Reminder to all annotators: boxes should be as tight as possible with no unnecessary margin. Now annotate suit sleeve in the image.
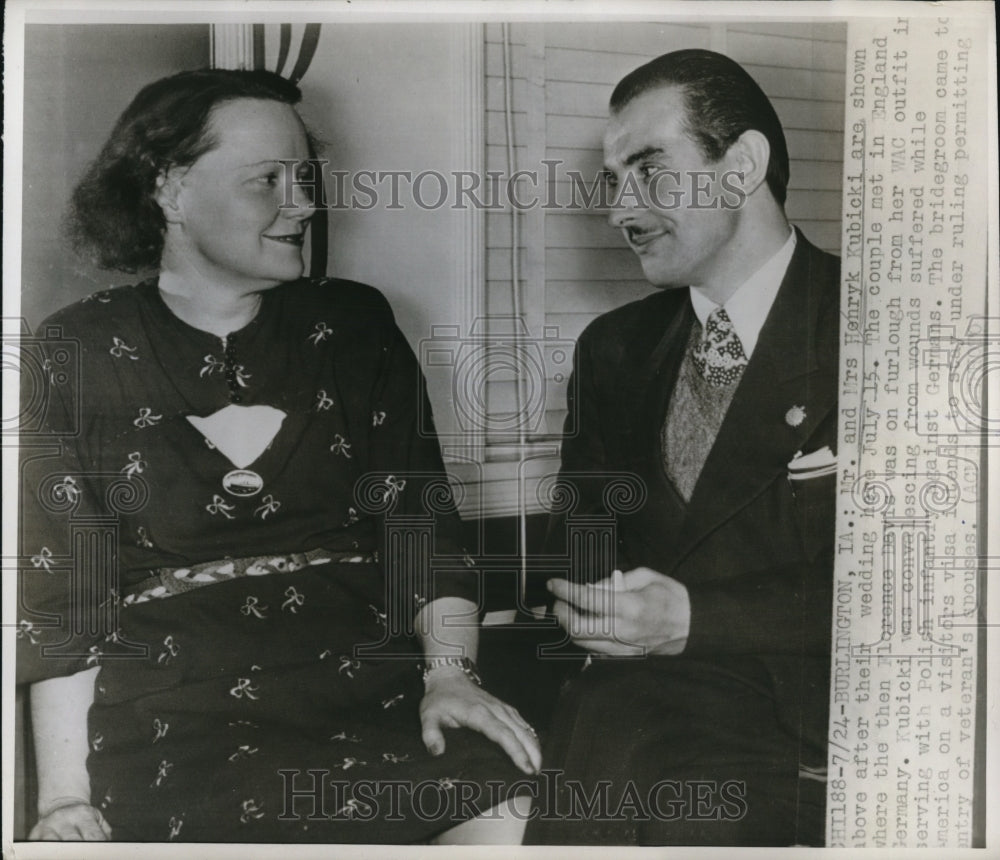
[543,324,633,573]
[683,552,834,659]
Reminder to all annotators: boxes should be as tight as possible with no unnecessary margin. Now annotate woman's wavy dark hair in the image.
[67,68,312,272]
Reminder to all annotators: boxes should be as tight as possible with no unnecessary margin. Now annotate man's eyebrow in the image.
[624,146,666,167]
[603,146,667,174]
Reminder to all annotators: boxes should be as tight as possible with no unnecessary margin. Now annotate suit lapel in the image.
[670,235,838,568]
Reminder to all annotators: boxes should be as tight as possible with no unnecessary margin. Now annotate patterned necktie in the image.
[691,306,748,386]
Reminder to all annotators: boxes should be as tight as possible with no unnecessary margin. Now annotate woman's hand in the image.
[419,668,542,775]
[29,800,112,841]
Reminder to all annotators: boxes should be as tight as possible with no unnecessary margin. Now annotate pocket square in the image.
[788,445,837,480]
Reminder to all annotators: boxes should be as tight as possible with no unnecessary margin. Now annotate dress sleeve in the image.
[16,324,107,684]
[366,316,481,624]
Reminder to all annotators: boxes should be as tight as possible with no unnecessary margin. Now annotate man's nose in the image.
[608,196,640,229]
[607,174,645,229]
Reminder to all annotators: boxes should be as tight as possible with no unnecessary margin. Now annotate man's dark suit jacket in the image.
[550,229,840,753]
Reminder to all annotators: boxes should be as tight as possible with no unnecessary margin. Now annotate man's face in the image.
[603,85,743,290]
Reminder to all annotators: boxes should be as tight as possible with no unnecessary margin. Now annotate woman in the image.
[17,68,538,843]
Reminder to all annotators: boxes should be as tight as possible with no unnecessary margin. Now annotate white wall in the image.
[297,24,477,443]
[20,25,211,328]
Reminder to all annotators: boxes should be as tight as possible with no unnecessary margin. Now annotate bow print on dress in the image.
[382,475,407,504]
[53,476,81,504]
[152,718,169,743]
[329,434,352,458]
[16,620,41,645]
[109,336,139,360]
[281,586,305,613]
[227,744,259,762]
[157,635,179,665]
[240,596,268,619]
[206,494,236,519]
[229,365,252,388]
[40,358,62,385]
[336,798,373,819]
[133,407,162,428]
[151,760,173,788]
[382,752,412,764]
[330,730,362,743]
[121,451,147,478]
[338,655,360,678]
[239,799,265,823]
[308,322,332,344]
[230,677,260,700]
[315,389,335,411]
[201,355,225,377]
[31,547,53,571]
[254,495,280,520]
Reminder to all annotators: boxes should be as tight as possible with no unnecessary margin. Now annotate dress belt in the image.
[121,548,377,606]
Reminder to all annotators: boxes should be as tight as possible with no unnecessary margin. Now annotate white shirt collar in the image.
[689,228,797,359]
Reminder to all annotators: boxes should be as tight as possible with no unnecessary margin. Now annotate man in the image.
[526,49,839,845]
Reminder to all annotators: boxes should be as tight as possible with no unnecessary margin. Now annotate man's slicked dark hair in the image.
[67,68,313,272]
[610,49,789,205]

##########

TASK GOAL.
Leaving the pictures out, give back each line above exactly.

RESPONSE BOX.
Reminder to all annotators: boxes should be as tight as possible with no unnecessary margin. Now annotate suit sleeve in the image.
[543,324,633,573]
[683,552,834,659]
Reminder to all annotators: boxes should be as tight as possible with no unnecessary margin. Now annotate woman's wavy dark hair in the image.
[67,68,312,272]
Reminder to all annotators: boxes should be as tight as possible with no unnecessary margin. Now annotate man's eyebrow in the image.
[624,146,666,167]
[603,146,667,174]
Reminder to all annotators: boxes should be as tight as possible with no unnecessary margin. Now annotate suit lapel in the image.
[670,235,838,568]
Reminder to all annotators: boxes should be as tight as possible with no unnecessary margin. Now annotate patterned necktie in the image.
[691,306,748,386]
Reminder to all annotators: boxes should be as tight as possible with no unnecessary margin. Now annotate woman's hand in the image.
[419,668,542,775]
[29,800,112,841]
Reminder to all annotators: boxes should be as tight as possible with no unnecessary margin. Now annotate pocket square in the image.
[788,445,837,480]
Reminder to all annotators: boxes should be as tight as possible with no unnecessary margin. Now annotate dress sleeve in the image.
[16,324,107,684]
[366,316,481,624]
Reminder to all annotators: boxes should be as tight as possible with no unnecessary margin. Now annotate man's nose in the image.
[608,196,640,229]
[607,174,645,229]
Reminder to all annotators: boxes should be as tight as possible with no unnecessary margin. Now annotate man's dark suit jacket in the image.
[550,229,840,753]
Reminder to all annotators: boxes should be as tight as possible with no unnecessary margin. Now annotate man's face in the image.
[603,85,743,290]
Reminder to all annotators: boxes should be as tight as possible with no unnecessary margin. Now annotate woman in the image.
[17,68,538,843]
Reminder to all annotators: boxes should be as tight as possible with no unnecessary margin. Now annotate white wall in the image.
[297,24,477,443]
[20,25,211,328]
Reminder to all annotators: boxes should be as tight as possible with no unnecessary margin. Now annotate bow print on dress in the image.
[382,475,407,504]
[53,476,81,504]
[152,718,169,743]
[329,434,352,458]
[16,620,41,645]
[109,336,139,360]
[281,586,305,613]
[227,744,259,762]
[157,635,179,665]
[240,596,268,619]
[206,494,236,519]
[229,365,252,388]
[40,358,62,385]
[336,798,373,819]
[133,407,162,428]
[151,760,173,788]
[382,752,412,764]
[330,730,362,743]
[121,451,147,478]
[338,655,360,678]
[239,799,265,823]
[308,322,332,344]
[230,677,260,700]
[315,389,335,411]
[201,355,225,377]
[31,547,53,571]
[254,495,280,520]
Reminder to all annotators: boxes should be as tight as possible with no unnecessary margin. Now annotate dress belt in the image.
[121,548,377,606]
Reminder to all annotators: boxes should be as tight as possible with no unnecessary margin. Now annotate white shirt collar in the image.
[689,228,797,359]
Reminder to all annotators: boxes should be as tight as possible with no unnecessary margin. Now annotate man in the image.
[526,49,839,845]
Reminder to all annotators: boxes should be as tight as possible with no unnecessary margin. Now annotate man's slicked dark hair in the image.
[67,68,313,272]
[610,49,789,205]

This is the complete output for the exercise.